### Textauszug
○ ○ ○

# Mit VMware VPN Tunnel des Host-Systems nutzen



## Chris.O (18 Juni 2019)

Hallo Leute,
ich hoffe es kann mir jemand helfen. Ich habe folgendes Problem:

Ich habe einen Rechner auf dem Windows10 installiert ist. Auf diesem Rechner ist VMware und OpenVPN installiert. Von hier aus kann ich zu Kundenanlagen eine VPN-Verbindung öffnen und meine Anlagen bedienen etc. 

Nun habe ich folgedes Problem... manche Anlagen sind schon etwas älter und ich habe nur die Möglichkeit mich mit Programmiersoftware, die nur mit WinXP läuft, zu verbinden. Daher eine Virutelle Maschine mit XP. Wenn ich direkt an den Anlagen bin, kann ich auch mit einem eingestellten "Bridged" Netzwerk auf die Anlagen zugreifen.
Möchte ich jedoch den VPN-Tunnel verwenden, habe ich nur vom Host-System und nicht vom Gast-System(XP auf VM-Ware) zugriff.

○ ○ ○

### Vorliegende Daten
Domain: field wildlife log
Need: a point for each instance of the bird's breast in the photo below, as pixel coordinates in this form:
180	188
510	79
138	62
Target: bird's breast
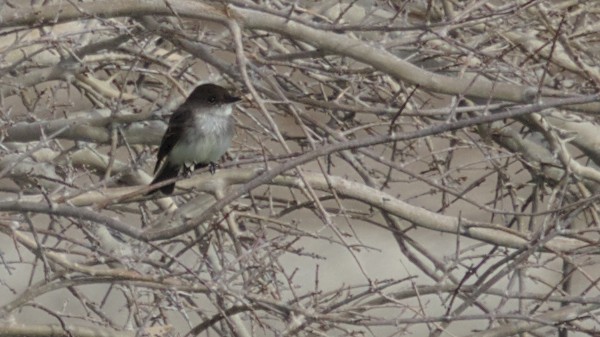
204	140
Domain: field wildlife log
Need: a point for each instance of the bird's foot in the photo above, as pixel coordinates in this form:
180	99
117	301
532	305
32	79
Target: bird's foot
212	167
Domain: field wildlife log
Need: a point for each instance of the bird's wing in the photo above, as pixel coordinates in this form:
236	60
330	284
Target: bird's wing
173	133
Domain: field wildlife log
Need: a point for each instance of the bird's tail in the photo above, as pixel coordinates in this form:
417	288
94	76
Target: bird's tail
166	172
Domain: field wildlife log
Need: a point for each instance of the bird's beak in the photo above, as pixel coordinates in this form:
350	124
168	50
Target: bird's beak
232	99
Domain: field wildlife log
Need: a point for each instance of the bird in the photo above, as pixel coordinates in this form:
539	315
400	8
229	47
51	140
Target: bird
199	133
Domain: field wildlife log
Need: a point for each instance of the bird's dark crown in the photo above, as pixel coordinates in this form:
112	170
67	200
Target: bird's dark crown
211	94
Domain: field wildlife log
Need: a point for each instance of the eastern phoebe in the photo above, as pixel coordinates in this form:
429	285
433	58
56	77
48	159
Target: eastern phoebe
199	133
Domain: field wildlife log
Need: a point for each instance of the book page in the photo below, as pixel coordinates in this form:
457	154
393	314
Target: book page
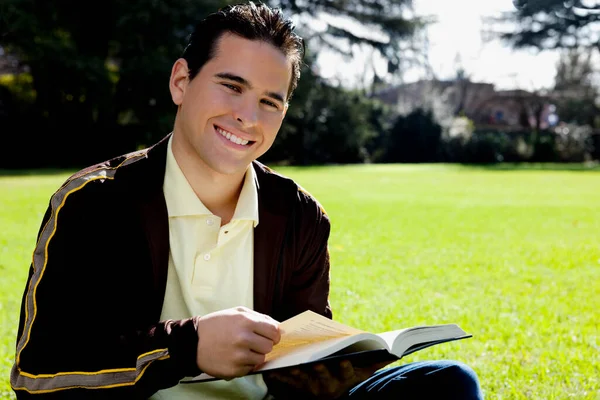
305	329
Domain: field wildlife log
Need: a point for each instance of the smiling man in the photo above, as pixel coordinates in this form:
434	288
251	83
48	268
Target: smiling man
182	258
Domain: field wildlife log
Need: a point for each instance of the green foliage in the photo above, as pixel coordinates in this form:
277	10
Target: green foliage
100	71
387	19
326	124
413	138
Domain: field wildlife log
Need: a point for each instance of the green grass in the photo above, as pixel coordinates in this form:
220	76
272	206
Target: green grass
512	255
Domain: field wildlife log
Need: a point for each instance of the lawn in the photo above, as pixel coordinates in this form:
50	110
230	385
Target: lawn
511	255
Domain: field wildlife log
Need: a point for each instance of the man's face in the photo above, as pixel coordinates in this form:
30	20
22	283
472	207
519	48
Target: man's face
230	113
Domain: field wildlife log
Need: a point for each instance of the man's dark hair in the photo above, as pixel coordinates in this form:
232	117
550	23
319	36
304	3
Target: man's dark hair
249	21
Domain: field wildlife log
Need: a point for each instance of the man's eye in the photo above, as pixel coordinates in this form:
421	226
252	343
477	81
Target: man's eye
232	87
270	104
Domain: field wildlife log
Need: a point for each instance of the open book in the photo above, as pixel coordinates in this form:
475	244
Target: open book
310	338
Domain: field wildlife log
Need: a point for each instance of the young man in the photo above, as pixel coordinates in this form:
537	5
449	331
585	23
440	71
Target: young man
182	258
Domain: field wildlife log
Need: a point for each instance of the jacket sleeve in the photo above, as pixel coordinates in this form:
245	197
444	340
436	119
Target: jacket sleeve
308	286
78	336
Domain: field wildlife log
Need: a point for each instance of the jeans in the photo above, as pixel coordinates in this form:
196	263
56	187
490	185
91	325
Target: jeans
422	380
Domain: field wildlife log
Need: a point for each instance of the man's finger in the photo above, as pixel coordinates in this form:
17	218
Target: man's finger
260	344
268	328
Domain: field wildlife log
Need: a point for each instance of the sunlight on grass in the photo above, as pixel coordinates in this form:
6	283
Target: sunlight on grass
513	256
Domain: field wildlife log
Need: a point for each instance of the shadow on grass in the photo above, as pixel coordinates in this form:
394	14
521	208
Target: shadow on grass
571	167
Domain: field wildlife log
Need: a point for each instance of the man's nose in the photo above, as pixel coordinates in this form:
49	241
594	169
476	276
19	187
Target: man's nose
246	113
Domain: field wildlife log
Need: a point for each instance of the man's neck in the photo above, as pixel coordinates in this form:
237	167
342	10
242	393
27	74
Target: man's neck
218	192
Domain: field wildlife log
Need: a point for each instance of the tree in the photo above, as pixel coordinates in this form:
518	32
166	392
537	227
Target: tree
384	25
98	69
575	91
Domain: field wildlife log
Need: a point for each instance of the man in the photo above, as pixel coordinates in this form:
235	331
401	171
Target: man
182	258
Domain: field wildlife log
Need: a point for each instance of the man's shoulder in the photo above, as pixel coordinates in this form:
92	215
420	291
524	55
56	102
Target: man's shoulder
284	185
106	170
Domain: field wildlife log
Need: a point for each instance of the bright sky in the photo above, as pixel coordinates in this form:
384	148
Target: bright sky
458	32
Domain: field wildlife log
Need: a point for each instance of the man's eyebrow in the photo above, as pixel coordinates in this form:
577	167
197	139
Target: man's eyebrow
244	82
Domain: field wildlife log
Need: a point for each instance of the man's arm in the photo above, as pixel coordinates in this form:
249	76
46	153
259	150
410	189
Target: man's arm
77	337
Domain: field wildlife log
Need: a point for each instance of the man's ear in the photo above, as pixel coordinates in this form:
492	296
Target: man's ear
285	108
178	81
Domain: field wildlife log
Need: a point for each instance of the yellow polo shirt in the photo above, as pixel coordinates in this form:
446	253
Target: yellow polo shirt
210	269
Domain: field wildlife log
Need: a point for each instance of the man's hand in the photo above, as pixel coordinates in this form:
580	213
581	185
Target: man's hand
233	342
319	381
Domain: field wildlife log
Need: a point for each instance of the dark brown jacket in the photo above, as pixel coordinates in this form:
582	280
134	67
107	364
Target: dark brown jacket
90	318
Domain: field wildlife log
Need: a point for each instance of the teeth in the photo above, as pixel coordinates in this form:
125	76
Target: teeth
231	137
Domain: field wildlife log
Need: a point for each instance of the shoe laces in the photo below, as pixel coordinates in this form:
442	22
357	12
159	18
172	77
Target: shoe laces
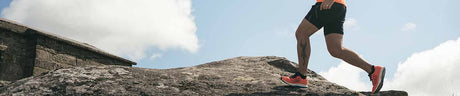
295	75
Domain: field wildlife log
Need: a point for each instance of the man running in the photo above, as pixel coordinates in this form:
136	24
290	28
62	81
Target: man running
329	14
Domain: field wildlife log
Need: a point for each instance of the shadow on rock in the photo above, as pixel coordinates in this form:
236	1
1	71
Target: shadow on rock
279	90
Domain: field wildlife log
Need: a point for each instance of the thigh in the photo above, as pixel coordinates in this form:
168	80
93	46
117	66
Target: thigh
334	41
305	29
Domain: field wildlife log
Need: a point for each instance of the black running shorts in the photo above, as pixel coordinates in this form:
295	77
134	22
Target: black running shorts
332	19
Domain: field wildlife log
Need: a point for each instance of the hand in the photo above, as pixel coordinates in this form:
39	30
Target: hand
327	4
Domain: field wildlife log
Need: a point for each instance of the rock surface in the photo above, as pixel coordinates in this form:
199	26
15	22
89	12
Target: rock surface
232	77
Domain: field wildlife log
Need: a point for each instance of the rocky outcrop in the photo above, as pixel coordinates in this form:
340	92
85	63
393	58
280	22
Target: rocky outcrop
236	76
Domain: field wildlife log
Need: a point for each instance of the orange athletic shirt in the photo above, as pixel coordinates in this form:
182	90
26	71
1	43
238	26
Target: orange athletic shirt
338	1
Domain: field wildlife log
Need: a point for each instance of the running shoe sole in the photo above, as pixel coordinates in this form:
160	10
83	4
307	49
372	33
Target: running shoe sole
382	75
296	85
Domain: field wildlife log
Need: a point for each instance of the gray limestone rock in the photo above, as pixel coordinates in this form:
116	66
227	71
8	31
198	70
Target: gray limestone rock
233	77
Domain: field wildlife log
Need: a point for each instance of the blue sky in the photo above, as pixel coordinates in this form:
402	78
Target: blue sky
231	28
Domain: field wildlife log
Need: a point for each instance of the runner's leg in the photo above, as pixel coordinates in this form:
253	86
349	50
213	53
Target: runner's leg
303	33
335	48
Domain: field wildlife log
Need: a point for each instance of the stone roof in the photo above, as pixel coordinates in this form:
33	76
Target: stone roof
21	29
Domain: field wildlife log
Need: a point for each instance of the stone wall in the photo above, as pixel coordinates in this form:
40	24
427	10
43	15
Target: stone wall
17	54
25	52
55	54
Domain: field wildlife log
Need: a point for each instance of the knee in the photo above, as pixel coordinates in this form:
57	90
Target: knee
335	52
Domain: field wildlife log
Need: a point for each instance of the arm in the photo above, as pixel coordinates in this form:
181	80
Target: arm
326	4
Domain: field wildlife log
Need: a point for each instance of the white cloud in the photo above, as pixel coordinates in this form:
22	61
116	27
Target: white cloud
155	56
432	72
347	75
409	27
123	27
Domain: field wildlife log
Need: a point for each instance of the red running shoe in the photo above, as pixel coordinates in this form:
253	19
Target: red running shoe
377	78
295	80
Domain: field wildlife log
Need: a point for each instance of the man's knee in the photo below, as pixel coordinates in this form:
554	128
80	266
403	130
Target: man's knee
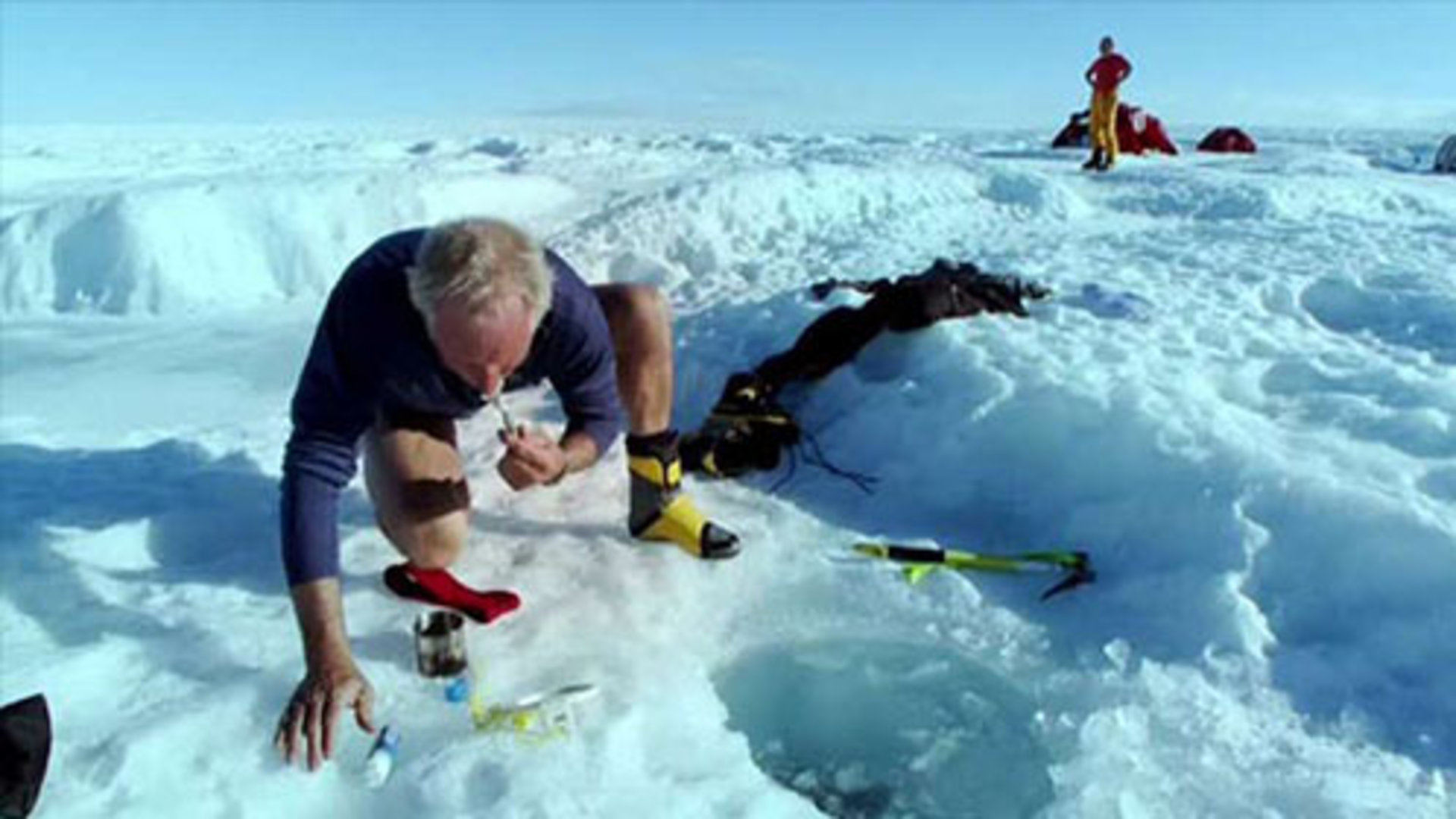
634	311
431	535
417	483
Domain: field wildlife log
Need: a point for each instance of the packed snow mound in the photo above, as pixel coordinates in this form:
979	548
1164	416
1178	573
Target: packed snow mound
231	242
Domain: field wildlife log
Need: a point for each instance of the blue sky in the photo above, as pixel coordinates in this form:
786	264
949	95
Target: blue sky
761	64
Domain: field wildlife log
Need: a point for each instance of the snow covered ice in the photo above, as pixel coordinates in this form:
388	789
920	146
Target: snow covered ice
1241	401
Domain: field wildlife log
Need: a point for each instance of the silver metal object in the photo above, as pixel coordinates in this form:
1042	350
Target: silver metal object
440	643
506	414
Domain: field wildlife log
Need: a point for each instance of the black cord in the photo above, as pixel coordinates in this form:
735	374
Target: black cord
816	458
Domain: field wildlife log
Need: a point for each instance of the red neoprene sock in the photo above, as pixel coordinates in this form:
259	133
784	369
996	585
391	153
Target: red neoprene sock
440	588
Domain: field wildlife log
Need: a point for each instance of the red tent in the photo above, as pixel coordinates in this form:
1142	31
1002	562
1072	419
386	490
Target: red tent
1228	140
1138	131
1446	158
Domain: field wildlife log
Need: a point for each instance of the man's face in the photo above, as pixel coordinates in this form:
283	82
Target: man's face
485	346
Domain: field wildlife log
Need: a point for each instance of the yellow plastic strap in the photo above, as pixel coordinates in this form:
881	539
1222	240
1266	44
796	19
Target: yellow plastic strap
655	472
711	465
679	523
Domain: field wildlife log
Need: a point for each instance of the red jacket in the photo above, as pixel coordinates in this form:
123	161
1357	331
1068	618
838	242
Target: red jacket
1109	72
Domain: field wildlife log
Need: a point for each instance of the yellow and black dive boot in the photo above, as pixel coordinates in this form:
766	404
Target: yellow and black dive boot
661	510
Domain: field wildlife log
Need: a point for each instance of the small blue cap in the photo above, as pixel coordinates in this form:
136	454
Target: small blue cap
459	689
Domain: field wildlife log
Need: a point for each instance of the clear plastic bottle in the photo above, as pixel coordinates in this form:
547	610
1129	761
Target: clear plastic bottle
381	760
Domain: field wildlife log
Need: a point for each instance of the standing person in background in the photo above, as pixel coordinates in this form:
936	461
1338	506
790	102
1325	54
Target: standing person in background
1106	74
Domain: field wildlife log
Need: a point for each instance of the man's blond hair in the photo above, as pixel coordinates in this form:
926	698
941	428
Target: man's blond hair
484	260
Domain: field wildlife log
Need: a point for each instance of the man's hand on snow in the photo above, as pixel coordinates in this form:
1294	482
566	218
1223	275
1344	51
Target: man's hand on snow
312	714
530	460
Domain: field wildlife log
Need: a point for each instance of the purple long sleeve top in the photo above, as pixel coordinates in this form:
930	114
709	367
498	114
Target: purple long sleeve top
372	353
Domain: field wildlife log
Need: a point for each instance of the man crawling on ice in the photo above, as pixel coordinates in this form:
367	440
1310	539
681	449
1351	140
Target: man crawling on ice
427	327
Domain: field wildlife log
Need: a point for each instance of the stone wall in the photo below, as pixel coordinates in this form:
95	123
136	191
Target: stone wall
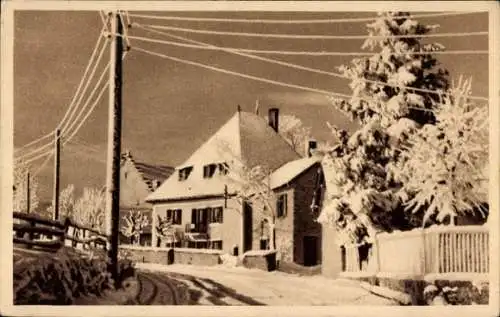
168	256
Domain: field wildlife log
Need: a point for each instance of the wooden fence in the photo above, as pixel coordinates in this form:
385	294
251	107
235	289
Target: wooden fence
437	251
32	231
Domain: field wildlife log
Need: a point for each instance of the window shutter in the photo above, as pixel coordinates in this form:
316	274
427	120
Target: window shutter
193	216
179	216
285	204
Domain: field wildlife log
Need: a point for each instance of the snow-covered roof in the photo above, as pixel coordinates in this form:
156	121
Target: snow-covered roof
246	137
148	172
286	173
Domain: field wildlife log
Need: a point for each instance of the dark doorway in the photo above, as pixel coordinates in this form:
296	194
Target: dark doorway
247	227
310	250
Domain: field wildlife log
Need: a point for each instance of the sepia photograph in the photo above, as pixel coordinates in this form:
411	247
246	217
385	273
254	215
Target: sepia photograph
249	156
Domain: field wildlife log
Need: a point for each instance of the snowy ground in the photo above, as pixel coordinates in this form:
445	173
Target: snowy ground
275	288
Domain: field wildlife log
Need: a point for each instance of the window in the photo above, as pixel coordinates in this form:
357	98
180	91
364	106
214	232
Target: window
209	170
216	215
281	206
175	215
184	173
199	220
223	168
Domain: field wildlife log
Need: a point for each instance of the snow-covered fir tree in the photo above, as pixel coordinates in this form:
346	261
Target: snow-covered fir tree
20	189
363	192
446	164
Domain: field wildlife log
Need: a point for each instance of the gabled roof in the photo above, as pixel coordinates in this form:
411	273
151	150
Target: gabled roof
153	172
149	172
244	136
288	172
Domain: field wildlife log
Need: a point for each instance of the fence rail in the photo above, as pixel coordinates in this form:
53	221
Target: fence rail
431	251
33	231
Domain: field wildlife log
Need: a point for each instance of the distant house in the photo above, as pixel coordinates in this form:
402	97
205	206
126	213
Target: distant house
138	180
206	212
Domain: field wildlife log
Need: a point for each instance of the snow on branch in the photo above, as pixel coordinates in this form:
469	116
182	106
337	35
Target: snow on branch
447	163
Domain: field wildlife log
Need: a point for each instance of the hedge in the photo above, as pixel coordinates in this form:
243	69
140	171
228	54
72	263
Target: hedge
59	278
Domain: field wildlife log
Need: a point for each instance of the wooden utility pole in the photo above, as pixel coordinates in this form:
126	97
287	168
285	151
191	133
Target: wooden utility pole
57	161
28	194
114	143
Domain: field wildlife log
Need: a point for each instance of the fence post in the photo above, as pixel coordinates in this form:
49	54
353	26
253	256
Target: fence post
376	252
31	234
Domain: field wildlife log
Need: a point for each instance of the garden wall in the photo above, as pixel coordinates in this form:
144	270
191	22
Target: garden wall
169	256
262	260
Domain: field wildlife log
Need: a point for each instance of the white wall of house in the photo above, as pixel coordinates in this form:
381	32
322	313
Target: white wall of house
230	227
133	189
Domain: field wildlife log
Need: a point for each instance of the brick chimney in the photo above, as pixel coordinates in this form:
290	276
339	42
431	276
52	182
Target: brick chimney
311	146
274	118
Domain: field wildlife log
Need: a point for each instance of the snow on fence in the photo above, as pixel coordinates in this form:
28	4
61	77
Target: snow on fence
438	250
33	231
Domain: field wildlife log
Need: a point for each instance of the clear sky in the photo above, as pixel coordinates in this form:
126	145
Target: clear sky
170	108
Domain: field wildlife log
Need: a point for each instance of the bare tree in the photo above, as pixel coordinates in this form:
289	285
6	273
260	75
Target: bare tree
294	132
165	228
252	185
66	203
135	223
89	209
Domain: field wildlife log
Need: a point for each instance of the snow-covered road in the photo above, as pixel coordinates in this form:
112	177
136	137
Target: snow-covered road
273	288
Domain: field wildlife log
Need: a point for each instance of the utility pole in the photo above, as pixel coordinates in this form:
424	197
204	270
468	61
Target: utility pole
28	194
57	166
114	143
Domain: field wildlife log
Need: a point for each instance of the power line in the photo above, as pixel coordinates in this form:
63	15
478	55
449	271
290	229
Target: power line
47	160
72	103
312	36
292	53
292	65
275	21
78	94
256	78
34	141
96	102
27	161
225	71
82	110
34	151
67	125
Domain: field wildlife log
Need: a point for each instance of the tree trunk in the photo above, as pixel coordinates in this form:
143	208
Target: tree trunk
272	234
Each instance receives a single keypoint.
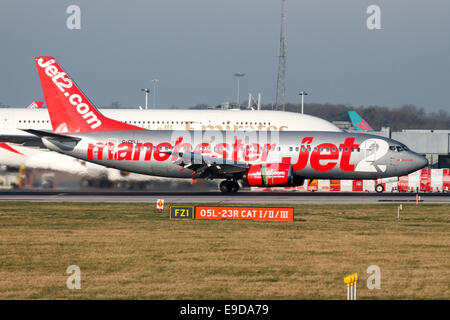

○ ○ ○

### Aufgaben bearbeiten
1. Beantworte anhand des Textauszugs kurz die folgenden Fragen:
(a) Welche beiden Programme sind auf dem Rechner mit Windows10 installiert?
(b) Mit welchem Betriebssystem läuft die Programmiersoftware für die älteren Anlagen?
(c) Welche Netzwerkeinstellung ermöglicht den Zugriff auf die Anlagen, wenn man direkt vor Ort ist?
2. Übersetze diesen Satz aus dem Textauszug ins Englische: „Von hier aus kann ich zu Kundenanlagen eine VPN-Verbindung öffnen und meine Anlagen bedienen etc.“

### Lösungen
1.
(a) VMware und OpenVPN
(b) Nur mit WinXP
(c) Ein eingestelltes „Bridged“-Netzwerk

2. From here I can open a VPN connection to customer systems and operate my systems, etc.